■ Selected extract:
--*--

Biden’s $1.9 trillion ARPA

ARPA

In spite of having won the US president’s election in November 2020 by an ultra-slim margin, President Biden launched a major multidimensional agenda leading America into a “post neo-liberal” age, representing a radically different direction than that followed during the last decades. Since Reagan became President in 1981, the governing political and economic philosophy of the both Republican and Democratic US Administrations has been neo-liberal, characterized by the view that the less the government was involved in the economy, the better, free markets know best, the government’s role should be to stay out of economic guidance to let markets operate freely. This approach also favored international trade, globalization and limiting the growth of US federal debt.

Biden’s first major legislative act was to pass in March 2021 a mammoth $1.9 trillion American Rescue Plan Act (“ARPA”), to recharge the American economy after the massive slowdown due to government-imposed restrictions over COVID. The US Economy clearly needed some help at the beginning of the Biden Administration: GDP was down by 2% in the last quarter of 2020, unemployment at 6.7% was nearly twice the pre-pandemic level, and job growth was a negative 140,000 in December 2020. Biden put together a $1.9 trillion COVID-19 Relief Package, but was unable to get any Republicans in the new Congress to vote for it. This is perhaps because the bill, similar in size to the one the Trump Administration had passed the previous year, was in fact very different in fundamental orientation. First of all, there was an important social dimension, including a large expansion of child tax credit (which led to a major decline in childhood poverty in the US, but which was not renewed a year later due to lack of support by all Republicans and one Democratic Senator) and it also had funds invested in high school and college education, to improve access to and capability in technology. In addition, ARPA included investment in infrastructure, for better broadband access and also a portion to improve water quality. Perhaps the most significant element in ARPA, signaling Biden’s new approach, was a huge $360 billion investment allocated to state and local governments for them to modernize their technology and business processes, a clear indication that the Biden Administration wanted to improve government efficiency, in anticipation of getting the government more actively involved at all levels of the economy.

--*--

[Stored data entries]

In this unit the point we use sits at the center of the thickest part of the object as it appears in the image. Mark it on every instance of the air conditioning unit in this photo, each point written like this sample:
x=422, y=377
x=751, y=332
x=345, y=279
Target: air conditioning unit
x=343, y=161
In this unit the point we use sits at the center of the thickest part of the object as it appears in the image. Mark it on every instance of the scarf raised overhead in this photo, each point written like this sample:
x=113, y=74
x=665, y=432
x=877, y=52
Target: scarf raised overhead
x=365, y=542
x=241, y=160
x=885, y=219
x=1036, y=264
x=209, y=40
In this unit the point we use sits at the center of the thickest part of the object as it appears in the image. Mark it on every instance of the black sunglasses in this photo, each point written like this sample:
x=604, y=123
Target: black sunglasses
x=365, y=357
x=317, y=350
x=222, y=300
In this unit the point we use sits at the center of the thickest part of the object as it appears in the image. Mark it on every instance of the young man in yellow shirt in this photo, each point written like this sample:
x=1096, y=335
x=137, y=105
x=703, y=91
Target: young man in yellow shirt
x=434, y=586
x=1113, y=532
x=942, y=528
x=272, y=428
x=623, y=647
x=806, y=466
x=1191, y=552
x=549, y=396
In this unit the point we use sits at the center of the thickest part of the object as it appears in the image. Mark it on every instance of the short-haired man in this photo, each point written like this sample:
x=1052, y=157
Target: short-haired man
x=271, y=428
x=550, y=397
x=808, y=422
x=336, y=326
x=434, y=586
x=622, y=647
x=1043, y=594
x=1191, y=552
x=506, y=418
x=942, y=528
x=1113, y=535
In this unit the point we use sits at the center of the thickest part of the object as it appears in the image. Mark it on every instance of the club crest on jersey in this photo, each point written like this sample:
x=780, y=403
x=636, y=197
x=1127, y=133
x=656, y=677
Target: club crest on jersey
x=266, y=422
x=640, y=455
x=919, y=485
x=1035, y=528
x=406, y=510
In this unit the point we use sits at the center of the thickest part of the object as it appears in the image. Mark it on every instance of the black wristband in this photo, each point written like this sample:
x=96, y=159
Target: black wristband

--*--

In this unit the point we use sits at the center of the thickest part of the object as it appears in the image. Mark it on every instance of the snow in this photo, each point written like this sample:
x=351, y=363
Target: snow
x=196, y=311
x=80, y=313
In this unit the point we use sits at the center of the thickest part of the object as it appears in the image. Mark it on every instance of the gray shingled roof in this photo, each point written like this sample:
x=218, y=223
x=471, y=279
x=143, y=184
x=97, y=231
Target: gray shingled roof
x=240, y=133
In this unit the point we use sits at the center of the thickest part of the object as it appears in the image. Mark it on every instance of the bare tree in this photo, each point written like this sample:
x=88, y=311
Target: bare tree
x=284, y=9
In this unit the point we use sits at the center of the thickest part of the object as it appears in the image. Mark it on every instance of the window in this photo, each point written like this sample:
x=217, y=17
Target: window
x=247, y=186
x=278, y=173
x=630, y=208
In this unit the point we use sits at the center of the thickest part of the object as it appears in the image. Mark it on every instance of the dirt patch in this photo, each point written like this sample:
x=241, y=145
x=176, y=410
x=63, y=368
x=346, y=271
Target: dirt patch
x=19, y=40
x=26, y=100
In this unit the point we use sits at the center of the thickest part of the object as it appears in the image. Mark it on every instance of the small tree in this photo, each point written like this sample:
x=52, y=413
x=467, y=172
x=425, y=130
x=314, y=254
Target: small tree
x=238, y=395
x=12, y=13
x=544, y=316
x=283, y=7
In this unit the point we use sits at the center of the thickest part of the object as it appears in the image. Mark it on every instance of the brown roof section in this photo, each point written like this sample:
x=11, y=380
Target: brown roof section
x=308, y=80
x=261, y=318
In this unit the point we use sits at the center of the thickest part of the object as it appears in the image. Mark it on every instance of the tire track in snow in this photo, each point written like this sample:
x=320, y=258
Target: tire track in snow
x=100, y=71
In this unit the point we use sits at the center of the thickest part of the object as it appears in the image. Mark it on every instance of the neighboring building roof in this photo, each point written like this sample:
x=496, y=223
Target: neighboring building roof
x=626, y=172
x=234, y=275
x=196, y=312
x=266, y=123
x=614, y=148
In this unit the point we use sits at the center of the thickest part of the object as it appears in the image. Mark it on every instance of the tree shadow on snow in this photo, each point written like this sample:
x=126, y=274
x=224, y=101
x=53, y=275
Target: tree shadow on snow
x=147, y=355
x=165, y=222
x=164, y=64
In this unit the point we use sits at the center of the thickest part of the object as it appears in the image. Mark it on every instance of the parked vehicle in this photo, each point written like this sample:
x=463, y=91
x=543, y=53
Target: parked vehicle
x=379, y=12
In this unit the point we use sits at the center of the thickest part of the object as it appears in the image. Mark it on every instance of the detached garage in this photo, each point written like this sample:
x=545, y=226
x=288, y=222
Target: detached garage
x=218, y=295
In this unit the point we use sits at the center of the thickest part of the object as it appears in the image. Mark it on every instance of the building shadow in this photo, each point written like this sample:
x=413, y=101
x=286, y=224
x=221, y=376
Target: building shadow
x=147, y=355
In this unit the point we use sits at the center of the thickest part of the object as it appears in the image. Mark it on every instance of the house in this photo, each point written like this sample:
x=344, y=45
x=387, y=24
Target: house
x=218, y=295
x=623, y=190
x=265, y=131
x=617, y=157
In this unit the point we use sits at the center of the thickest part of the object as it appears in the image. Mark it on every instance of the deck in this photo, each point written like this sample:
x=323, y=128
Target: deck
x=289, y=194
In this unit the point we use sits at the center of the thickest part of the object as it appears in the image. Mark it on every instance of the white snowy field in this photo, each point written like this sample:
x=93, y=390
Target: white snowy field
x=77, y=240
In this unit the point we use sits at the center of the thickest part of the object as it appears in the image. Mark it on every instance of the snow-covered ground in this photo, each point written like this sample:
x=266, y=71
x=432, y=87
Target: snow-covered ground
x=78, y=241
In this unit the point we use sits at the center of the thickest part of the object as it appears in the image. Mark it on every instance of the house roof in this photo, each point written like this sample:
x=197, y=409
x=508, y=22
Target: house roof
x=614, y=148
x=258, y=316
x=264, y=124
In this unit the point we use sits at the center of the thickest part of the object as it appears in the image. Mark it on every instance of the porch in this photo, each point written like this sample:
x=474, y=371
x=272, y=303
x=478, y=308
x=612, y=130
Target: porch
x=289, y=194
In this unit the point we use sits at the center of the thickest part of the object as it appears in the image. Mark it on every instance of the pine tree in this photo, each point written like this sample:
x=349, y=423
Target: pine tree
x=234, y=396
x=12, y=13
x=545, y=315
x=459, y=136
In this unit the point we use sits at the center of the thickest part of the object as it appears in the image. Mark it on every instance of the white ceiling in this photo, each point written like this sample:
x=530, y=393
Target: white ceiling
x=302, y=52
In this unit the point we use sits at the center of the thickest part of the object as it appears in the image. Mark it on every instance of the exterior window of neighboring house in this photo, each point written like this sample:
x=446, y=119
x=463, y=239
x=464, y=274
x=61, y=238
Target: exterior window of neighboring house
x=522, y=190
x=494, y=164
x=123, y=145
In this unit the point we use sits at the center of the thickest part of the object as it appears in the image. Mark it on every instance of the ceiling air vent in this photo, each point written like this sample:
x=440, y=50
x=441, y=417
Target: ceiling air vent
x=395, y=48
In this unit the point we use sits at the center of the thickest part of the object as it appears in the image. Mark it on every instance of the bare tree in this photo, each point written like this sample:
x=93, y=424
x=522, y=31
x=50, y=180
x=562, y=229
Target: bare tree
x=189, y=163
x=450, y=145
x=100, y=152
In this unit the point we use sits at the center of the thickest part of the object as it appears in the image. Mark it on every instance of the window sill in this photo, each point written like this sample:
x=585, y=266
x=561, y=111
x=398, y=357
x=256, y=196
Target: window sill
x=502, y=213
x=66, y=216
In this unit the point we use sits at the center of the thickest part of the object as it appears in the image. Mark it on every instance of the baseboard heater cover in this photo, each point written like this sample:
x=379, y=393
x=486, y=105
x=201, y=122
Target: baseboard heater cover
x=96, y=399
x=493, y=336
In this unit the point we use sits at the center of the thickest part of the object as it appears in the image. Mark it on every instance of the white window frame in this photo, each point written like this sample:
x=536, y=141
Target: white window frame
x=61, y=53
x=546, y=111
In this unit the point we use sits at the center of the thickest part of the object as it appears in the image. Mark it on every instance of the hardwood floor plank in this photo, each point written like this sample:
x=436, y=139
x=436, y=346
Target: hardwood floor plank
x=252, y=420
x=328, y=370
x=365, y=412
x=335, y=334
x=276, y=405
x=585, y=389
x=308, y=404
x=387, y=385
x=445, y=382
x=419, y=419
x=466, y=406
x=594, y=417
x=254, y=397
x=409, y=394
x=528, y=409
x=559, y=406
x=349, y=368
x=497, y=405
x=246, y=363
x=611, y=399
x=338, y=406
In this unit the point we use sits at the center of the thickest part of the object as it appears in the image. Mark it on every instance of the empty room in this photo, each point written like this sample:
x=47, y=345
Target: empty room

--*--

■ Exercise:
Answer these questions using the text on Biden's ARPA:
(a) In what year did Reagan become President?
(b) What was the unemployment rate at the beginning of the Biden Administration?
(c) How much did ARPA allocate to state and local governments?

■ Exercise response:
(a) 1981
(b) 6.7%
(c) $360 billion